WHAT IS ASKED
Filter the listing below and copy out every line that contains the string "grass". Matching is case-sensitive.
##### INPUT MATERIAL #####
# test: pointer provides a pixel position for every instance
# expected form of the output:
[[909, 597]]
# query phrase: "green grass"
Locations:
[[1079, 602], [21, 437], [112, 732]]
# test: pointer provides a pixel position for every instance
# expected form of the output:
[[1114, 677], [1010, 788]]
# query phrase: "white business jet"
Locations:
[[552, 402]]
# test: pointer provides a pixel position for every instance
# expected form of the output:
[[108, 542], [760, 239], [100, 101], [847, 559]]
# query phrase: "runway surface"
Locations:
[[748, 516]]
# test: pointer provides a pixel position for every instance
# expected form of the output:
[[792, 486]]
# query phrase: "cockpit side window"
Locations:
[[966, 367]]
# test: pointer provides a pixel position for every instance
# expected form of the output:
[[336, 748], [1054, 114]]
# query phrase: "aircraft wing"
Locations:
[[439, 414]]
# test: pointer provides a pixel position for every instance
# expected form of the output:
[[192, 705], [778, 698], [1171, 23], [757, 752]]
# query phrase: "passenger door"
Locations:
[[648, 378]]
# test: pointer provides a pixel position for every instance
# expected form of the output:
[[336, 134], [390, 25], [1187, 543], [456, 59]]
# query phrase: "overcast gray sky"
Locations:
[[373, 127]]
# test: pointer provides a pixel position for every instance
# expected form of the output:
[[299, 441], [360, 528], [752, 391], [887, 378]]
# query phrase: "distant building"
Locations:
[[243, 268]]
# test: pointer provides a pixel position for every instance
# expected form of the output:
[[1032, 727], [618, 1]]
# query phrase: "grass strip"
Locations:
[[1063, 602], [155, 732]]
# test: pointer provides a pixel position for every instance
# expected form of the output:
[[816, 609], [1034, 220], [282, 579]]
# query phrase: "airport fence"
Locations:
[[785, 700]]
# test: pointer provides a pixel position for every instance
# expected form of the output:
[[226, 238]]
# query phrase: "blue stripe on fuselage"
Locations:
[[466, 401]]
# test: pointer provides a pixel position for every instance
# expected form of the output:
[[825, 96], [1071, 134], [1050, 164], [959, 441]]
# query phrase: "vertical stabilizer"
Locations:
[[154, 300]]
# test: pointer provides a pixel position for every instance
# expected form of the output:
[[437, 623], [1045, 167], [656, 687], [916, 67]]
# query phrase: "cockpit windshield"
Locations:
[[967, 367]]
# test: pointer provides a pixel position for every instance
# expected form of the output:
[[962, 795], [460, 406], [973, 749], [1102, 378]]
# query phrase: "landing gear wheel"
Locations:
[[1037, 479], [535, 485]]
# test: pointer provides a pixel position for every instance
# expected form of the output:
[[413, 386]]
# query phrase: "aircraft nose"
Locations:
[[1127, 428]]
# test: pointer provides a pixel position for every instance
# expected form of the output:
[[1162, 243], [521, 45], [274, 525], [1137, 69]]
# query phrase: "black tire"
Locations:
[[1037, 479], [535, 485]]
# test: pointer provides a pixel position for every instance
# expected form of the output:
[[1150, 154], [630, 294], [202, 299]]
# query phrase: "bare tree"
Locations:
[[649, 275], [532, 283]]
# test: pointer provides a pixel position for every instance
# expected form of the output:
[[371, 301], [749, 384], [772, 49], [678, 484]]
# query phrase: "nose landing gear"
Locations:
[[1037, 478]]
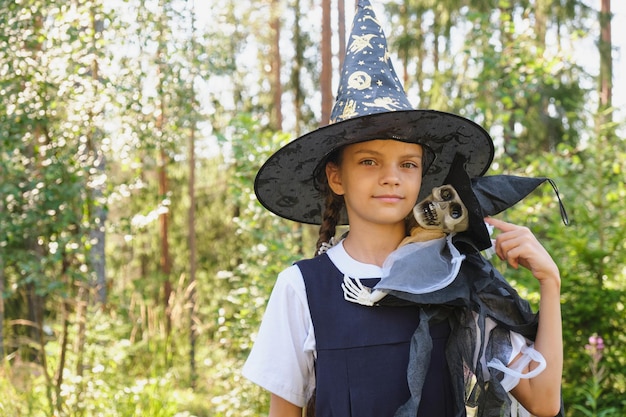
#####
ANSWER TO THE EXERCISE
# query phrase: "green grass"
# query phrase: "grass strip"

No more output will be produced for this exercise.